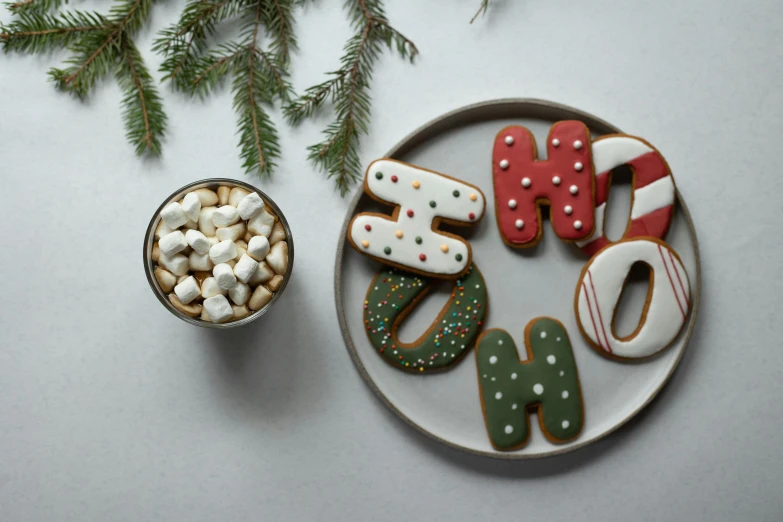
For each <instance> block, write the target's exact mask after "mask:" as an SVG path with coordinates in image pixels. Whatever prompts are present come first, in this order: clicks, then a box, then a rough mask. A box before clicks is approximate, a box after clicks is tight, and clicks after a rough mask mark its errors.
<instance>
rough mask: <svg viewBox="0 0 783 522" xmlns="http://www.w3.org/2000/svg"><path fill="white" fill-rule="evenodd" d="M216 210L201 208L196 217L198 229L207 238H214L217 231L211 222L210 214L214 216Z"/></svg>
mask: <svg viewBox="0 0 783 522" xmlns="http://www.w3.org/2000/svg"><path fill="white" fill-rule="evenodd" d="M216 210H217V207H206V208H202V209H201V212H200V213H199V215H198V229H199V230H200V231H201V233H202V234H204V235H205V236H207V237H211V236H214V235H215V232H216V231H217V227H216V226H215V223H214V222H213V221H212V214H214V213H215V211H216Z"/></svg>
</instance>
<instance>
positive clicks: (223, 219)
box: [212, 205, 239, 228]
mask: <svg viewBox="0 0 783 522" xmlns="http://www.w3.org/2000/svg"><path fill="white" fill-rule="evenodd" d="M237 221H239V213H238V212H237V209H236V207H232V206H231V205H223V206H222V207H219V208H218V209H217V210H215V211H214V212H213V213H212V222H213V223H214V224H215V226H216V227H218V228H221V227H228V226H231V225H233V224H234V223H236V222H237Z"/></svg>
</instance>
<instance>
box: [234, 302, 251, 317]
mask: <svg viewBox="0 0 783 522" xmlns="http://www.w3.org/2000/svg"><path fill="white" fill-rule="evenodd" d="M231 309H232V310H233V311H234V319H243V318H245V317H247V316H248V315H250V309H249V308H248V307H247V306H245V305H242V306H237V305H233V306H232V307H231Z"/></svg>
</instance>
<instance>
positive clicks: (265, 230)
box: [247, 210, 275, 237]
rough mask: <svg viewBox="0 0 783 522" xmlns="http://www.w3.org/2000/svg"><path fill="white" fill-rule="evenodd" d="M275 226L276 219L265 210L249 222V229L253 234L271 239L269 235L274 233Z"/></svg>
mask: <svg viewBox="0 0 783 522" xmlns="http://www.w3.org/2000/svg"><path fill="white" fill-rule="evenodd" d="M274 224H275V218H274V217H273V216H272V215H271V214H269V213H268V212H267V211H266V210H264V211H262V212H261V213H260V214H258V215H257V216H254V217H253V218H252V219H250V221H248V222H247V229H248V230H249V231H251V232H252V233H253V234H256V235H259V236H266V237H269V234H271V233H272V225H274Z"/></svg>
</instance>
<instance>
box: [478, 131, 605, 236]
mask: <svg viewBox="0 0 783 522" xmlns="http://www.w3.org/2000/svg"><path fill="white" fill-rule="evenodd" d="M492 178H493V183H494V188H495V209H496V216H497V222H498V228H499V229H500V235H501V236H502V237H503V241H504V242H505V243H506V244H508V245H509V246H513V247H529V246H535V245H536V244H537V243H538V242H539V241H540V240H541V210H540V207H539V206H540V205H549V206H550V212H549V215H550V216H549V217H550V220H551V221H552V227H553V228H554V230H555V234H557V236H558V237H559V238H560V239H562V240H564V241H576V240H579V239H585V238H587V237H590V235H591V234H592V232H593V226H594V221H595V215H594V209H595V206H594V203H593V160H592V152H591V146H590V131H589V130H588V129H587V127H586V126H585V125H584V124H583V123H582V122H579V121H562V122H558V123H556V124H555V125H554V126H552V129H551V131H550V132H549V137H548V138H547V159H546V160H540V161H539V160H538V151H537V148H536V140H535V138H534V137H533V135H532V133H531V132H530V131H529V130H528V129H526V128H525V127H520V126H511V127H506V128H505V129H503V130H502V131H500V132H499V133H498V135H497V136H496V137H495V145H494V148H493V151H492Z"/></svg>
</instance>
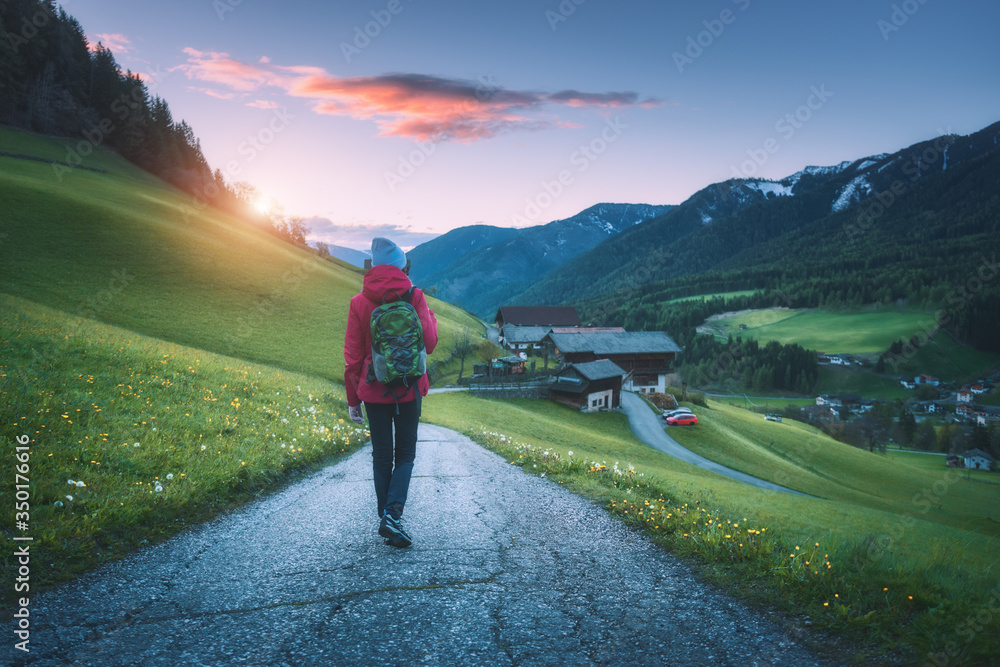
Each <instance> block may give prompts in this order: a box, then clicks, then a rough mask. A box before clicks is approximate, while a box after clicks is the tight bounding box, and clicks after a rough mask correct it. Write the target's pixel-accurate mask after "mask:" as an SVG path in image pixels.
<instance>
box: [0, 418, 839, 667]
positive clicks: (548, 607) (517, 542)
mask: <svg viewBox="0 0 1000 667" xmlns="http://www.w3.org/2000/svg"><path fill="white" fill-rule="evenodd" d="M374 507H375V499H374V491H373V489H372V482H371V449H370V447H369V448H365V449H363V450H361V451H359V452H357V453H355V454H354V455H352V456H351V457H349V458H348V459H345V460H344V461H341V462H339V463H337V464H335V465H331V466H329V467H327V468H325V469H324V470H322V471H320V472H318V473H316V474H314V475H312V476H310V477H309V478H307V479H305V480H303V481H301V482H299V483H296V484H294V485H293V486H291V487H289V488H287V489H285V490H283V491H280V492H278V493H275V494H274V495H272V496H270V497H268V498H267V499H265V500H262V501H260V502H257V503H254V504H252V505H249V506H246V507H244V508H242V509H240V510H237V511H235V512H232V513H230V514H228V515H224V516H221V517H219V518H217V519H215V520H213V521H210V522H208V523H206V524H202V525H199V526H196V527H193V528H191V529H189V530H186V531H184V532H183V533H181V534H180V535H178V536H176V537H174V538H172V539H170V540H168V541H166V542H164V543H161V544H158V545H156V546H153V547H150V548H148V549H145V550H143V551H141V552H139V553H136V554H134V555H133V556H131V557H129V558H127V559H124V560H122V561H119V562H116V563H112V564H109V565H106V566H103V567H101V568H99V569H97V570H96V571H94V572H91V573H89V574H87V575H85V576H83V577H81V578H80V579H78V580H76V581H74V582H71V583H69V584H67V585H64V586H61V587H59V588H57V589H55V590H52V591H50V592H47V593H45V594H41V595H38V596H37V597H35V598H32V603H31V604H32V612H31V619H32V633H31V649H32V650H31V654H30V660H29V661H28V663H29V664H33V665H62V664H70V663H71V664H74V665H95V666H96V665H100V666H102V667H104V666H107V665H234V664H240V665H288V666H291V665H295V666H298V665H371V664H429V665H482V664H490V665H549V664H557V665H566V664H568V665H609V664H628V665H664V664H671V665H709V664H711V665H726V664H728V665H741V666H743V665H774V664H782V665H797V666H802V665H816V664H831V663H829V662H827V661H825V660H824V659H822V658H820V657H818V656H817V655H816V654H815V653H813V652H812V651H811V650H809V649H808V648H807V647H806V646H804V645H803V643H802V642H803V639H804V638H806V637H808V634H807V633H804V632H803V631H789V630H786V629H785V628H784V626H783V625H782V624H780V623H779V621H778V617H771V616H769V615H768V614H766V613H764V612H761V611H758V610H754V609H751V608H749V607H748V606H746V605H745V604H743V603H742V602H739V601H737V600H735V599H734V598H732V597H731V596H729V595H726V594H725V593H722V592H720V591H719V590H717V589H715V588H714V587H713V586H711V585H708V584H706V583H703V582H701V581H699V579H698V578H697V577H696V576H695V575H694V574H693V573H692V571H691V570H690V569H689V568H688V567H686V566H684V565H683V564H681V563H679V562H678V561H677V560H676V559H675V558H673V557H672V556H671V555H670V554H668V553H666V552H664V551H663V550H662V549H660V548H658V547H656V546H655V545H653V544H652V543H650V542H649V541H647V540H646V539H645V538H644V537H642V536H641V535H639V534H637V533H635V532H632V531H630V530H629V529H627V528H625V527H624V526H623V525H622V524H620V523H619V522H617V521H615V520H614V519H612V518H611V517H610V516H609V515H608V514H607V513H606V512H605V511H604V510H603V509H601V508H600V507H598V506H596V505H594V504H592V503H590V502H589V501H587V500H584V499H582V498H580V497H578V496H576V495H574V494H572V493H569V492H568V491H566V490H565V489H563V488H562V487H560V486H559V485H557V484H555V483H553V482H551V481H549V480H546V479H542V478H539V477H535V476H533V475H529V474H525V473H524V472H523V471H521V470H520V469H519V468H517V467H515V466H511V465H510V464H508V463H507V462H506V461H505V460H504V459H502V458H501V457H499V456H497V455H495V454H493V453H491V452H488V451H486V450H485V449H483V448H481V447H480V446H478V445H476V444H475V443H473V442H472V441H471V440H469V439H467V438H465V437H463V436H460V435H458V434H456V433H454V432H452V431H449V430H447V429H444V428H440V427H435V426H430V425H421V429H420V442H419V445H418V450H417V461H416V467H415V469H414V478H413V483H412V485H411V489H410V502H409V503H408V505H407V509H406V516H405V518H406V520H407V523H408V525H409V527H410V529H411V531H412V533H413V535H414V540H415V542H414V546H413V547H412V548H411V549H407V550H398V549H394V548H392V547H388V546H385V545H384V544H383V542H382V540H381V538H379V537H378V536H377V535H376V532H375V528H376V521H375V510H374ZM7 636H8V640H7V641H6V642H4V646H3V650H2V651H0V662H3V663H4V664H12V663H15V662H17V663H21V662H23V657H24V656H23V655H21V654H20V653H18V655H17V656H15V655H14V650H13V647H12V644H13V641H12V640H10V637H11V634H10V633H9V632H8V635H7ZM15 658H17V660H16V661H15Z"/></svg>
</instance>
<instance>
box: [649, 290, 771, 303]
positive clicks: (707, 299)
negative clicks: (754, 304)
mask: <svg viewBox="0 0 1000 667" xmlns="http://www.w3.org/2000/svg"><path fill="white" fill-rule="evenodd" d="M752 294H756V291H755V290H740V291H738V292H715V293H713V294H697V295H695V296H682V297H679V298H676V299H670V300H669V301H665V302H664V303H681V302H682V301H707V300H709V299H716V298H719V299H734V298H736V297H739V296H750V295H752Z"/></svg>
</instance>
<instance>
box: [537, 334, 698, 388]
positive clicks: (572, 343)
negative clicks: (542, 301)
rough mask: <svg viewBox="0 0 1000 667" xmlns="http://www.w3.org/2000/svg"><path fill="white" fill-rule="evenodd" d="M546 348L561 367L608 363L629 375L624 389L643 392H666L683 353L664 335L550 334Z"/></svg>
mask: <svg viewBox="0 0 1000 667" xmlns="http://www.w3.org/2000/svg"><path fill="white" fill-rule="evenodd" d="M545 341H546V344H548V345H550V346H551V349H552V352H553V353H554V355H555V358H556V360H557V361H558V362H559V363H564V364H580V363H584V362H588V361H597V360H598V359H608V360H610V361H613V362H614V363H616V364H618V366H619V367H621V368H622V369H623V370H624V371H625V373H626V374H627V375H626V377H625V380H624V381H623V383H622V388H623V389H626V390H629V391H639V392H643V393H645V392H649V391H655V392H663V391H665V390H666V386H667V375H668V374H669V373H670V372H671V371H672V370H673V363H674V359H675V358H676V356H677V354H678V353H679V352H680V351H681V349H680V347H678V346H677V343H675V342H674V340H673V339H672V338H671V337H670V336H668V335H667V334H666V333H664V332H662V331H635V332H629V331H610V332H607V331H599V332H593V331H583V332H577V333H555V332H554V331H553V332H551V333H549V334H548V335H547V336H546V337H545Z"/></svg>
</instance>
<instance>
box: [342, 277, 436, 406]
mask: <svg viewBox="0 0 1000 667" xmlns="http://www.w3.org/2000/svg"><path fill="white" fill-rule="evenodd" d="M411 286H412V283H411V282H410V279H409V278H407V277H406V274H405V273H403V272H402V271H400V270H399V269H397V268H396V267H395V266H391V265H389V264H382V265H379V266H376V267H373V268H372V269H371V270H370V271H369V272H368V273H366V274H365V281H364V286H363V287H362V289H361V294H358V295H356V296H355V297H354V298H352V299H351V308H350V312H349V313H348V316H347V336H346V340H345V341H344V362H345V366H344V385H345V386H346V387H347V404H348V405H350V406H355V405H360V404H361V402H362V401H365V402H367V403H393V402H394V399H393V397H392V394H391V393H389V394H386V395H385V396H383V395H382V394H383V393H384V392H385V391H387V388H386V387H385V386H384V385H382V384H381V383H380V382H378V381H377V380H376V381H373V382H372V383H371V384H369V383H368V382H367V381H366V380H367V376H368V366H369V364H371V363H372V333H371V317H372V311H373V310H375V309H376V308H378V307H379V306H381V305H382V301H383V299H384V300H385V302H386V303H389V302H391V301H395V300H396V298H397V297H396V295H397V294H398V295H400V296H402V295H403V294H404V293H405V292H406V290H408V289H410V287H411ZM387 295H388V296H387ZM410 304H411V305H412V306H413V307H414V308H415V309H416V310H417V315H419V316H420V324H421V325H422V326H423V328H424V346H425V347H426V348H427V354H428V355H430V354H431V352H433V351H434V348H435V347H436V346H437V318H435V317H434V311H433V310H431V309H430V308H428V307H427V299H425V298H424V293H423V291H421V290H420V289H415V290H413V296H412V297H411V299H410ZM417 386H418V387H419V388H420V395H421V396H426V395H427V390H428V389H429V388H430V382H429V381H428V380H427V374H426V373H425V374H424V376H423V377H422V378H420V380H419V381H418V382H417ZM396 391H397V392H398V391H399V390H398V389H397V390H396ZM414 400H416V396H415V395H414V394H413V392H408V393H407V395H406V396H404V397H402V398H401V399H399V401H400V402H401V403H406V402H409V401H414Z"/></svg>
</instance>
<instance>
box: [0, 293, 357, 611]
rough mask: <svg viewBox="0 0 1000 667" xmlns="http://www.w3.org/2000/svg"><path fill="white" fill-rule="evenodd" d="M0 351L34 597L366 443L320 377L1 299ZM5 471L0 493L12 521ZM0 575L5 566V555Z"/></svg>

^^^^^^^^^^^^^^^^

— What the task requires —
Could you copy out, word for word, everything from the start of the records up to and including the line with "210L201 208L196 217L198", leaving the pictures out?

— Output below —
For each <instance> block, write the target's exact mask after "mask:" as an SVG path with coordinates in image pixels. Whatever prompts are present come first, in this order: clicks, then a box, then a rough mask. A box before clicks is approximate, a box after clicks is tight, and clicks after a rough mask mark its errors.
<instance>
rough mask: <svg viewBox="0 0 783 522" xmlns="http://www.w3.org/2000/svg"><path fill="white" fill-rule="evenodd" d="M216 210L201 208L196 217L198 229L207 238H214L217 231L211 222L210 214L214 216Z"/></svg>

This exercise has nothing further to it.